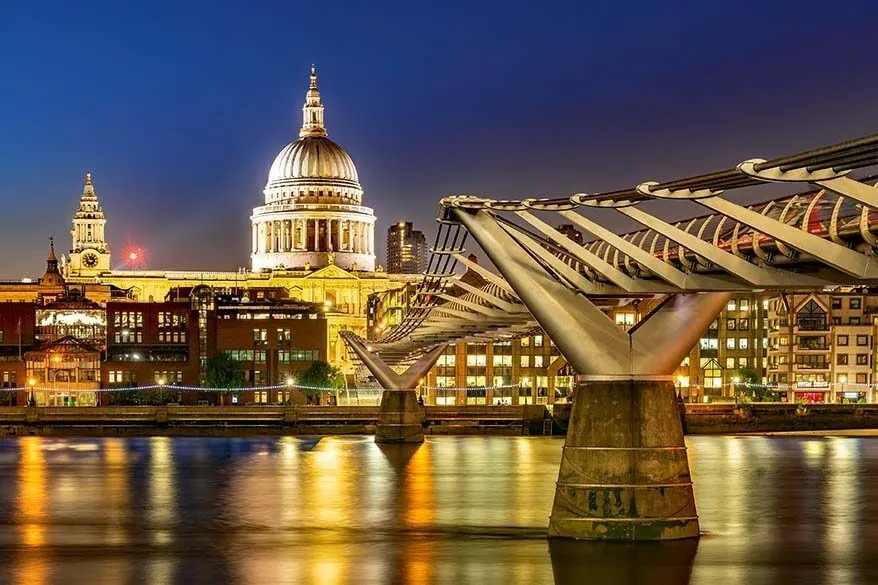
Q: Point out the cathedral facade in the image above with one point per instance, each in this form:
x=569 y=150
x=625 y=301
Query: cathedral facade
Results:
x=312 y=237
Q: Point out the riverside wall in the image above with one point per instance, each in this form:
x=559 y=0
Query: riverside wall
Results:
x=723 y=418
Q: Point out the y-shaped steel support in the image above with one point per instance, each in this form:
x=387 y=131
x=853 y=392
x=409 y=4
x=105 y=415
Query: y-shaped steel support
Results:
x=400 y=418
x=624 y=473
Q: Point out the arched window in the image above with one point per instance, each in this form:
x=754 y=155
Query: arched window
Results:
x=811 y=317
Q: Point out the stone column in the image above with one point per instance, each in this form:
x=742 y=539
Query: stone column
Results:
x=624 y=473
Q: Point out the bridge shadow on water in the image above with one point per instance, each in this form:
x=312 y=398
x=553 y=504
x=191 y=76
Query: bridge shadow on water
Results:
x=654 y=563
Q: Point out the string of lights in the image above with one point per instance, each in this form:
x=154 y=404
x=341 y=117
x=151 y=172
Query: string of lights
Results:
x=175 y=388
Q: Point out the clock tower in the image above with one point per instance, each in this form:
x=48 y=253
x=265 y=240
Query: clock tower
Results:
x=90 y=253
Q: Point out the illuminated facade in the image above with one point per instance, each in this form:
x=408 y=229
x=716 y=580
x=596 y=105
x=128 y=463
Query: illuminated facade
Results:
x=313 y=214
x=89 y=252
x=312 y=238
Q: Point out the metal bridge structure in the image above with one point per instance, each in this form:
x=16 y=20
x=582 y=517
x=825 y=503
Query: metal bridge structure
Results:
x=624 y=472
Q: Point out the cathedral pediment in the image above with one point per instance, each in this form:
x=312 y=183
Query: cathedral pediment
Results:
x=333 y=271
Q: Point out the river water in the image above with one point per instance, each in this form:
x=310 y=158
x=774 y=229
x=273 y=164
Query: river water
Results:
x=454 y=510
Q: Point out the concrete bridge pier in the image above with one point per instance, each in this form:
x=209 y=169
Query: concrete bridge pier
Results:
x=400 y=417
x=624 y=473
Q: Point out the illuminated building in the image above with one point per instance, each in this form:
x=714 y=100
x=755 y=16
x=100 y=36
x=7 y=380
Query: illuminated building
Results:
x=66 y=372
x=90 y=253
x=406 y=249
x=313 y=214
x=312 y=238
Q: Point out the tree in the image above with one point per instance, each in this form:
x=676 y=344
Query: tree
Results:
x=748 y=385
x=321 y=375
x=221 y=371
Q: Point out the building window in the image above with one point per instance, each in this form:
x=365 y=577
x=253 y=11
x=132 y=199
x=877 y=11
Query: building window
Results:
x=811 y=317
x=709 y=343
x=240 y=355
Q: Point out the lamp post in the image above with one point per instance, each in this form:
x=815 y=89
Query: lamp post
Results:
x=290 y=382
x=32 y=401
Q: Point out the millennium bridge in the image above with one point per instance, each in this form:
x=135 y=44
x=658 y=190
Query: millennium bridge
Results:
x=624 y=472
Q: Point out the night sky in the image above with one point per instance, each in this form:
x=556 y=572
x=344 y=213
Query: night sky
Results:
x=178 y=108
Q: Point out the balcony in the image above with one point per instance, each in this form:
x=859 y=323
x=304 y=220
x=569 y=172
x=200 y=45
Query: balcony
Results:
x=812 y=367
x=813 y=347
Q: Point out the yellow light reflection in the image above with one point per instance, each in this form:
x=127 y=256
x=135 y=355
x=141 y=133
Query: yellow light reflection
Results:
x=814 y=452
x=842 y=501
x=32 y=491
x=162 y=509
x=116 y=493
x=417 y=490
x=31 y=504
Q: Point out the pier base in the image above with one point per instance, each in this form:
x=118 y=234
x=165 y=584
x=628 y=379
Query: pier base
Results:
x=400 y=418
x=624 y=472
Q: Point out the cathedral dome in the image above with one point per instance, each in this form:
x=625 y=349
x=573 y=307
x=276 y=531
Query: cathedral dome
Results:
x=312 y=157
x=313 y=214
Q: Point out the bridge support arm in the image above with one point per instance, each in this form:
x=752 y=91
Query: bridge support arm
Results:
x=400 y=416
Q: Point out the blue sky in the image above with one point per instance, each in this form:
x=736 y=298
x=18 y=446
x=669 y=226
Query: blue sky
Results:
x=178 y=108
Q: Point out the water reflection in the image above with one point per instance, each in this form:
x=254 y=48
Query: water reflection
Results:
x=343 y=510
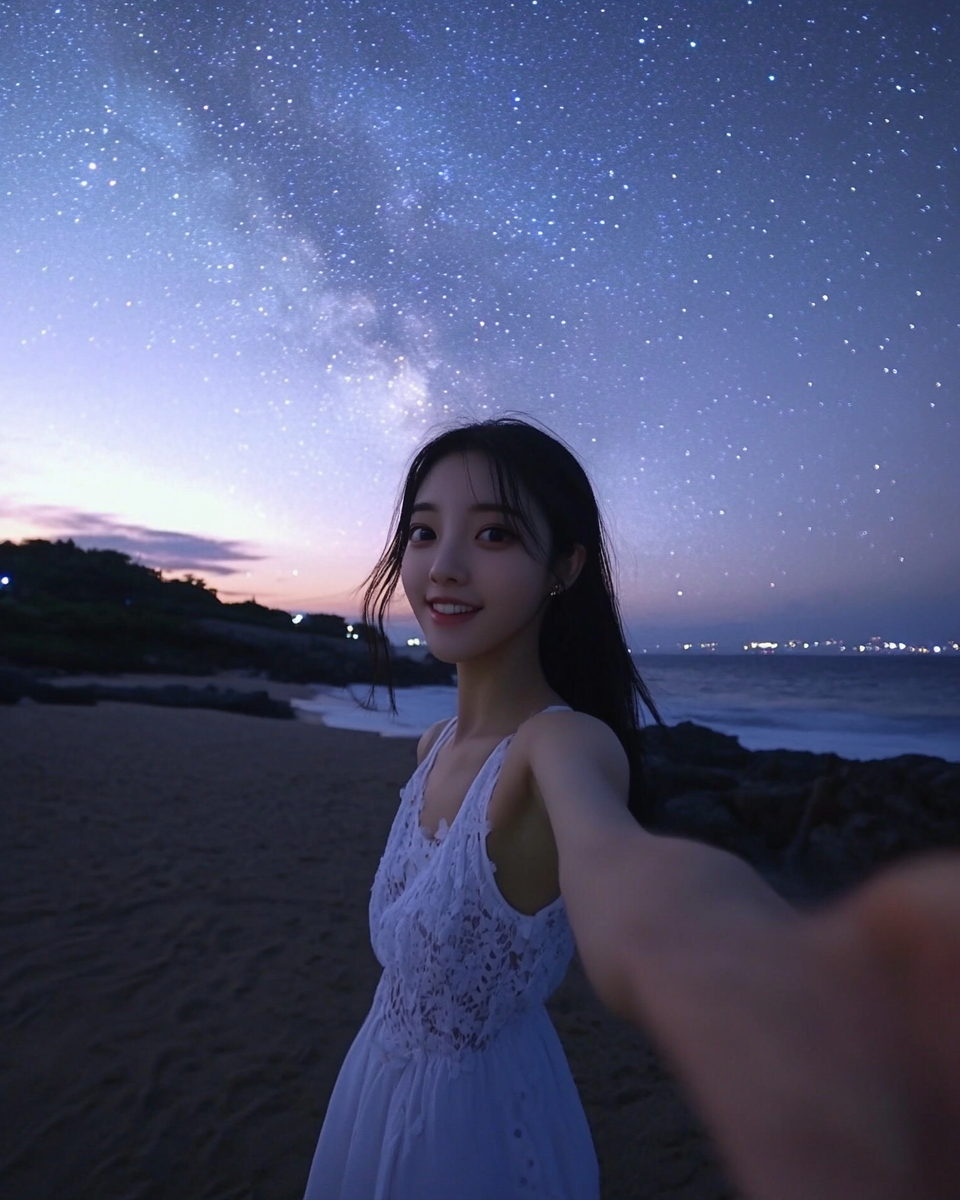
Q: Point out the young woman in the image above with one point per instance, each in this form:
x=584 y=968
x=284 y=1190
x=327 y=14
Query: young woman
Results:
x=517 y=838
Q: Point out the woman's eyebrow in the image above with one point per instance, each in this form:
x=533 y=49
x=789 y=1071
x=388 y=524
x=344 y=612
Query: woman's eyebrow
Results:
x=505 y=509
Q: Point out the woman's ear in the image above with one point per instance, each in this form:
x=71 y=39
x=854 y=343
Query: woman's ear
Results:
x=570 y=565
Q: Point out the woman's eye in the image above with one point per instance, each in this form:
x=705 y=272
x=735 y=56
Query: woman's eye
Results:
x=496 y=533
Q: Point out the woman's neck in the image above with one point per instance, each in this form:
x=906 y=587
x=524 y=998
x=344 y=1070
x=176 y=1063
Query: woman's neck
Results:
x=496 y=696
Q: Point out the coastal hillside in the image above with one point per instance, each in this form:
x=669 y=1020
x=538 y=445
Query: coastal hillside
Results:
x=67 y=609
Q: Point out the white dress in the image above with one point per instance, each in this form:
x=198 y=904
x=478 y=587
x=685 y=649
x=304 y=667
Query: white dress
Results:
x=456 y=1086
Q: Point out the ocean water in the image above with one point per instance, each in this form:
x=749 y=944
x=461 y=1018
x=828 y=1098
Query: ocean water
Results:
x=876 y=707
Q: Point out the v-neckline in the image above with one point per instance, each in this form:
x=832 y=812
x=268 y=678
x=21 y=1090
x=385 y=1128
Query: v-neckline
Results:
x=436 y=839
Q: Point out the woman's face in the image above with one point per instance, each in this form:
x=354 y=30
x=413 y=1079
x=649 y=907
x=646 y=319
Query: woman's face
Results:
x=472 y=582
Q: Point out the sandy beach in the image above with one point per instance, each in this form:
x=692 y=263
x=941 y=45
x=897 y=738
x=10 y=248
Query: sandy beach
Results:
x=185 y=961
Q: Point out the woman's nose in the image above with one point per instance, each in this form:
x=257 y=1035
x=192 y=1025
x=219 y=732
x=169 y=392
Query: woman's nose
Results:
x=448 y=565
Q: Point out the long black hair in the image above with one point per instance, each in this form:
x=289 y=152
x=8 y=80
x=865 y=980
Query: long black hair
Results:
x=582 y=646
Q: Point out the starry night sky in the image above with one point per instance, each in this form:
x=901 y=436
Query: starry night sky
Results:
x=252 y=252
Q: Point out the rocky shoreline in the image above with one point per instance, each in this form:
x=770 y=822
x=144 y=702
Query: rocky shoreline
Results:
x=813 y=823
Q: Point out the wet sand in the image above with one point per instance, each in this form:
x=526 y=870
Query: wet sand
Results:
x=185 y=959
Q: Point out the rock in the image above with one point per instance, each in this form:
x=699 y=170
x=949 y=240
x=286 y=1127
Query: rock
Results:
x=702 y=815
x=775 y=810
x=695 y=744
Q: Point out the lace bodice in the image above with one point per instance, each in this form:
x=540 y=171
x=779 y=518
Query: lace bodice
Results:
x=460 y=963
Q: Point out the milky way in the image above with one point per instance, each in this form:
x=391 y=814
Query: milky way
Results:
x=253 y=252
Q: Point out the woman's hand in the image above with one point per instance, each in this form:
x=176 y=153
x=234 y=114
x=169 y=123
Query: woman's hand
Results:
x=893 y=947
x=821 y=1050
x=827 y=1062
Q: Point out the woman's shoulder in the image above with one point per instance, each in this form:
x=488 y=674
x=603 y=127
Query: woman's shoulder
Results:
x=563 y=735
x=426 y=742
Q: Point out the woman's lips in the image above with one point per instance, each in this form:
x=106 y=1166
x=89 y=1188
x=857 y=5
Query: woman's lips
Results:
x=451 y=618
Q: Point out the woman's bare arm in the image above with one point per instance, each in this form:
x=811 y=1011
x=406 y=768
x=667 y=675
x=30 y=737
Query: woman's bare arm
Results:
x=781 y=1057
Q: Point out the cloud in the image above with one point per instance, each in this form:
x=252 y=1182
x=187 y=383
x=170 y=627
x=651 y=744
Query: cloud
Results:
x=163 y=549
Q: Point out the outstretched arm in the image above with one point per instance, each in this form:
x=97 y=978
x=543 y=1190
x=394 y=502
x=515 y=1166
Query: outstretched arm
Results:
x=787 y=1048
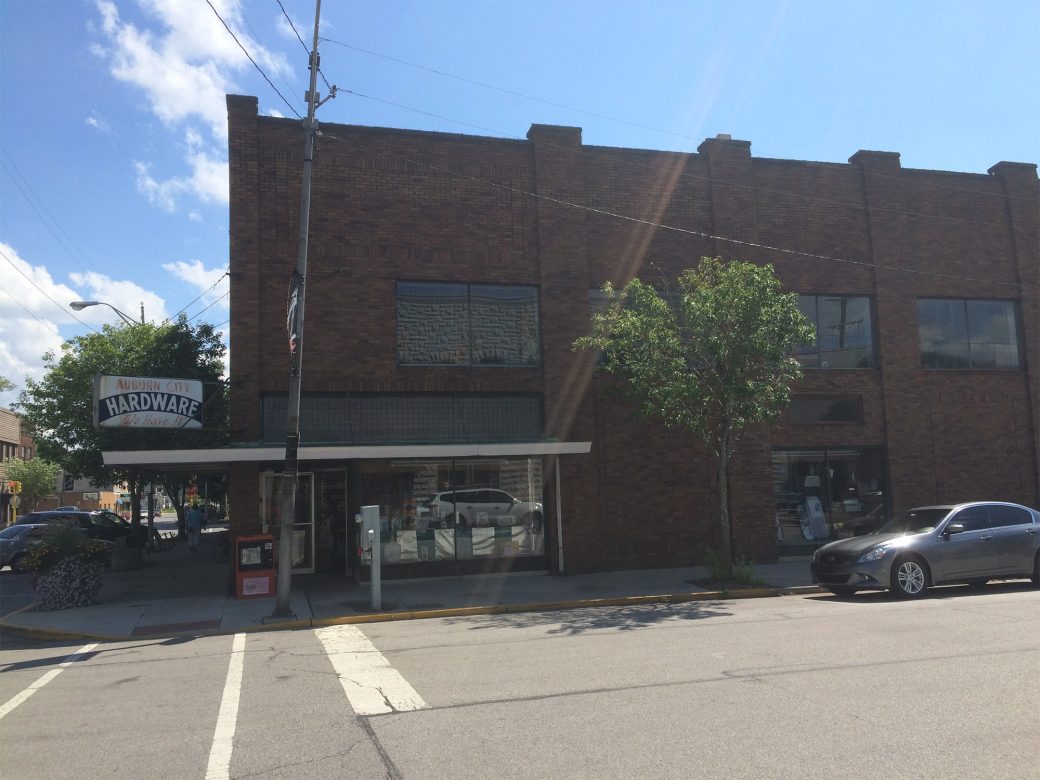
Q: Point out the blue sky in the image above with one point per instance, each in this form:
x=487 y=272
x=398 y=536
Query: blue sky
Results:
x=112 y=120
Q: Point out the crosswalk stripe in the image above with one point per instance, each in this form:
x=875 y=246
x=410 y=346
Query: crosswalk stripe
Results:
x=219 y=753
x=371 y=684
x=47 y=677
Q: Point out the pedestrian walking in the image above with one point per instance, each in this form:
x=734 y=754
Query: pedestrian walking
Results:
x=195 y=520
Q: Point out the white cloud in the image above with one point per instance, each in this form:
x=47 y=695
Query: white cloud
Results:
x=208 y=180
x=34 y=310
x=200 y=280
x=97 y=122
x=129 y=297
x=31 y=291
x=23 y=342
x=184 y=67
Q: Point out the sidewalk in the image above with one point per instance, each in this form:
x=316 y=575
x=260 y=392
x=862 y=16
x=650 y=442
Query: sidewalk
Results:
x=180 y=593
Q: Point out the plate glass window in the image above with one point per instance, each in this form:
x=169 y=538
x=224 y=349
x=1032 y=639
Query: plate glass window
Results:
x=462 y=325
x=845 y=334
x=967 y=334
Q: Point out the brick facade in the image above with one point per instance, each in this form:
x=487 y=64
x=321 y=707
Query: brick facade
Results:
x=392 y=205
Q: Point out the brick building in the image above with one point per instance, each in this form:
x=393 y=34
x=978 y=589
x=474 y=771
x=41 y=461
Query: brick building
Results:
x=449 y=275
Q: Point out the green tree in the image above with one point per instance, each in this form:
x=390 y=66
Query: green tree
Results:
x=58 y=409
x=711 y=356
x=39 y=479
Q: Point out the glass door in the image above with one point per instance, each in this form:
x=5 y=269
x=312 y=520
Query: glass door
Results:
x=303 y=533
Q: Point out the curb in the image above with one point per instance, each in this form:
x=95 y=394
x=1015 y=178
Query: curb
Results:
x=460 y=612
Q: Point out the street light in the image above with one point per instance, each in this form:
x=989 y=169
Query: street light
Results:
x=80 y=305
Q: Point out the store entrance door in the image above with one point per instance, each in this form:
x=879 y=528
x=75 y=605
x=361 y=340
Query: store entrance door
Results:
x=303 y=533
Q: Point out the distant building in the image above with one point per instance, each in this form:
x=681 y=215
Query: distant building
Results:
x=14 y=443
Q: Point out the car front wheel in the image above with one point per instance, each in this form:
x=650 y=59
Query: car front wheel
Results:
x=842 y=591
x=19 y=564
x=909 y=577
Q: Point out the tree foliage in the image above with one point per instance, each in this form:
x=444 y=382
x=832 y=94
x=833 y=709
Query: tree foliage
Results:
x=711 y=355
x=39 y=479
x=58 y=409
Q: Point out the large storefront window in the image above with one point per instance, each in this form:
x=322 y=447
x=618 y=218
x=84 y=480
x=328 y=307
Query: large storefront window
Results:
x=828 y=493
x=457 y=510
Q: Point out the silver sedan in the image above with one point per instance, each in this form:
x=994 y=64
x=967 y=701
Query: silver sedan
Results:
x=935 y=545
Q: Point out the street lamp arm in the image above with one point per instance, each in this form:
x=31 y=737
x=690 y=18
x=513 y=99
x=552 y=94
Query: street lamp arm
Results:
x=80 y=305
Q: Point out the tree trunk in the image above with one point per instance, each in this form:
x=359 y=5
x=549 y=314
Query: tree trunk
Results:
x=723 y=485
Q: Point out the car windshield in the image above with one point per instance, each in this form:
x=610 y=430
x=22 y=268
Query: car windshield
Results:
x=915 y=521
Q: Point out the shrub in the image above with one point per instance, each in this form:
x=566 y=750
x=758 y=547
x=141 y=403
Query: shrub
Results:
x=61 y=543
x=68 y=569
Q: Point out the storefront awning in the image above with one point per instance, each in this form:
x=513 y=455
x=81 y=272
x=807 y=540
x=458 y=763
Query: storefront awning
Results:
x=340 y=452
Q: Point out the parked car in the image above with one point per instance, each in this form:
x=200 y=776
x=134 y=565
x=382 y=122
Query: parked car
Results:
x=95 y=525
x=481 y=507
x=16 y=541
x=935 y=545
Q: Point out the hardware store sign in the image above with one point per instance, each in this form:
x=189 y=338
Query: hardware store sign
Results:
x=145 y=401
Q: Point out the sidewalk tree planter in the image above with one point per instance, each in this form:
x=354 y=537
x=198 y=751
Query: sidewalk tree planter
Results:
x=68 y=569
x=711 y=353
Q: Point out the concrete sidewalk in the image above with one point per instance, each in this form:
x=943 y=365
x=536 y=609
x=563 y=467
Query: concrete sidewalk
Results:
x=180 y=592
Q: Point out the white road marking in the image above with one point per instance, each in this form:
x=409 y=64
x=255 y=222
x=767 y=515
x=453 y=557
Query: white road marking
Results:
x=219 y=752
x=371 y=684
x=18 y=699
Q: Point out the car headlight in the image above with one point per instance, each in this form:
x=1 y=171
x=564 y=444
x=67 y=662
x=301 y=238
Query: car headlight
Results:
x=875 y=554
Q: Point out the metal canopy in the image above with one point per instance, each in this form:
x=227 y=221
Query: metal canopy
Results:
x=227 y=456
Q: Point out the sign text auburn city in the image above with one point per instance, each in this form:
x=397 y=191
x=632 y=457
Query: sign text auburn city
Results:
x=144 y=401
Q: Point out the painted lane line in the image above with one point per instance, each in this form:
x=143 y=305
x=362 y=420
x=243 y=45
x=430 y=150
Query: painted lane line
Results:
x=219 y=753
x=47 y=677
x=371 y=684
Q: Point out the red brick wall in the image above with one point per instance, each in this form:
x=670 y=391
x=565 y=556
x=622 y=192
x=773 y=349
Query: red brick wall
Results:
x=394 y=205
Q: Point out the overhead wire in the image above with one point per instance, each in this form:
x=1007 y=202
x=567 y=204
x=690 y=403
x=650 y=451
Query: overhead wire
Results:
x=301 y=40
x=43 y=292
x=250 y=56
x=49 y=222
x=24 y=308
x=213 y=303
x=649 y=223
x=256 y=36
x=596 y=114
x=684 y=174
x=184 y=308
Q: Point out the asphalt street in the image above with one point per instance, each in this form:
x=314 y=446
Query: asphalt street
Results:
x=809 y=686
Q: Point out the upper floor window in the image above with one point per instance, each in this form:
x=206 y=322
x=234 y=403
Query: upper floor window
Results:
x=845 y=336
x=813 y=410
x=967 y=334
x=467 y=325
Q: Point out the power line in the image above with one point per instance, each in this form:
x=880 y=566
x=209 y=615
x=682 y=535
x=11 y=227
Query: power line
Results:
x=259 y=69
x=301 y=40
x=685 y=231
x=215 y=301
x=617 y=156
x=256 y=36
x=594 y=113
x=24 y=308
x=49 y=222
x=184 y=308
x=29 y=280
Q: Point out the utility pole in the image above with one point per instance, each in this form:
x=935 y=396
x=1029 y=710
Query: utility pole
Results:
x=294 y=323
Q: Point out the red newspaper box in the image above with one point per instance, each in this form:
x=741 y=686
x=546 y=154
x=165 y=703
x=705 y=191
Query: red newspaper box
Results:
x=255 y=566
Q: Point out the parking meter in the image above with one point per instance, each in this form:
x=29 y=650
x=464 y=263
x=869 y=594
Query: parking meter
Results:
x=370 y=541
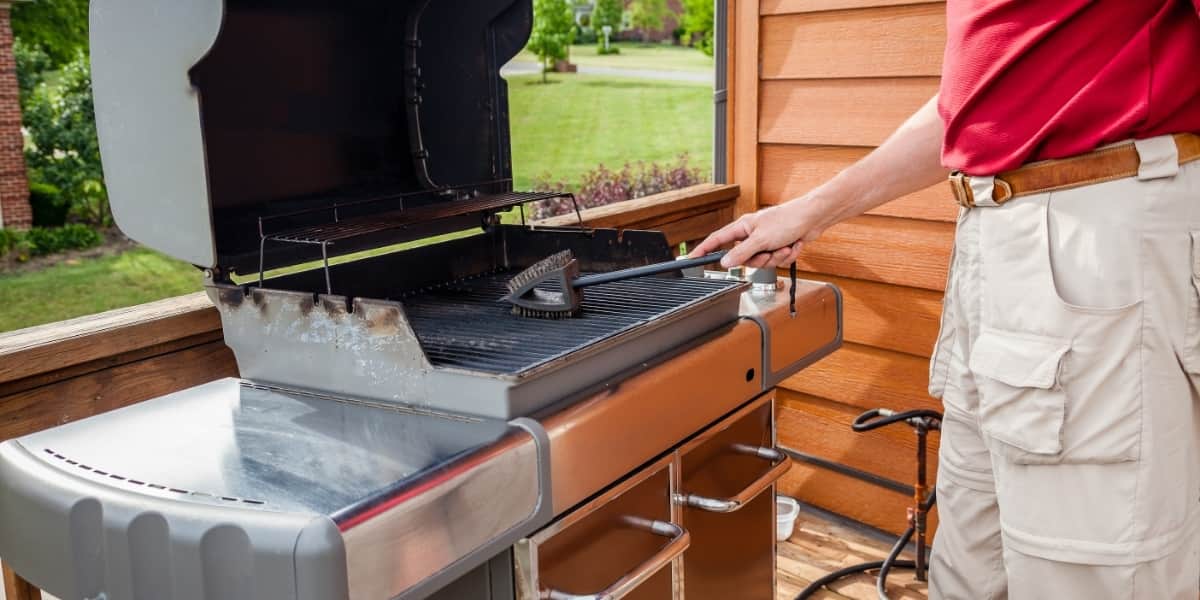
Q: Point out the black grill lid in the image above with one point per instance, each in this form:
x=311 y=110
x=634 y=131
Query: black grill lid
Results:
x=300 y=105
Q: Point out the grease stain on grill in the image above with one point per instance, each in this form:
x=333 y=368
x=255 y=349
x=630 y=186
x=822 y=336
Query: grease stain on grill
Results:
x=153 y=486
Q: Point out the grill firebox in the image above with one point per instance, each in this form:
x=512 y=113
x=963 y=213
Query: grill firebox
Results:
x=426 y=327
x=462 y=325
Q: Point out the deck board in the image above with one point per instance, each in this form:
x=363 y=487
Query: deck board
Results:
x=821 y=545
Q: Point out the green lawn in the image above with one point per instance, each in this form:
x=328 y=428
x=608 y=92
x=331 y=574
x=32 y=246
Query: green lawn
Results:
x=565 y=127
x=636 y=55
x=91 y=286
x=576 y=123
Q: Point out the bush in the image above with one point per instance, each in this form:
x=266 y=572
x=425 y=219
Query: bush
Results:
x=9 y=240
x=61 y=148
x=697 y=24
x=48 y=240
x=49 y=207
x=604 y=186
x=553 y=30
x=585 y=35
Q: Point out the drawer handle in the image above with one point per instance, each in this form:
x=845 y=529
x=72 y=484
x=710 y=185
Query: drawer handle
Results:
x=779 y=465
x=679 y=541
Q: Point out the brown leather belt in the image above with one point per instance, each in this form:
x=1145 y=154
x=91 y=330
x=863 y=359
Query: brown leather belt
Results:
x=1098 y=166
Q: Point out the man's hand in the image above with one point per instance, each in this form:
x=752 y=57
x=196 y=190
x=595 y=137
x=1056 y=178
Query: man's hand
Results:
x=910 y=160
x=769 y=238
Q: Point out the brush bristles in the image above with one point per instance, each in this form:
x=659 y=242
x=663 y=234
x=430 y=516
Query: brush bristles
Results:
x=521 y=311
x=539 y=270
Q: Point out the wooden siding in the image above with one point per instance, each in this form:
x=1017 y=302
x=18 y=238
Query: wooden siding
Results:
x=835 y=77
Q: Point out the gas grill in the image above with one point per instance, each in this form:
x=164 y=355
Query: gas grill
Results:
x=341 y=172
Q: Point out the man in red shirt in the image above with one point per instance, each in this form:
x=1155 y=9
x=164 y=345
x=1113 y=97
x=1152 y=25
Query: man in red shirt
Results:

EXERCISE OBJECTIVE
Can you reproduce the lines from the one containing "Q: Point out the black" through the one containing "x=576 y=123", both included, with "deck board" changed to "deck plank" and nothing else altered?

WORKED SOLUTION
Q: Point out the black grill lid in the image above with one point per instance, each in this form:
x=311 y=110
x=634 y=131
Query: black grill lid
Results:
x=300 y=105
Q: Point out the grease stain on grill in the image above with one point per instance, each in this form:
x=333 y=368
x=255 y=349
x=630 y=186
x=822 y=336
Query: grease stain on grill
Results:
x=153 y=486
Q: Point out the grill firebox in the image above with one point per instance, each in this form:
x=512 y=113
x=963 y=213
Query: grill firebox
Results:
x=426 y=327
x=462 y=325
Q: Point out the deck plank in the image above with one point per instance, each in this form:
x=363 y=487
Query: deck plank
Results:
x=821 y=545
Q: Point out the green lawn in the image above with one point per instance, each in this form:
x=328 y=428
x=608 y=92
x=331 y=574
x=32 y=246
Query: green lawn
Results:
x=565 y=127
x=636 y=55
x=91 y=286
x=576 y=123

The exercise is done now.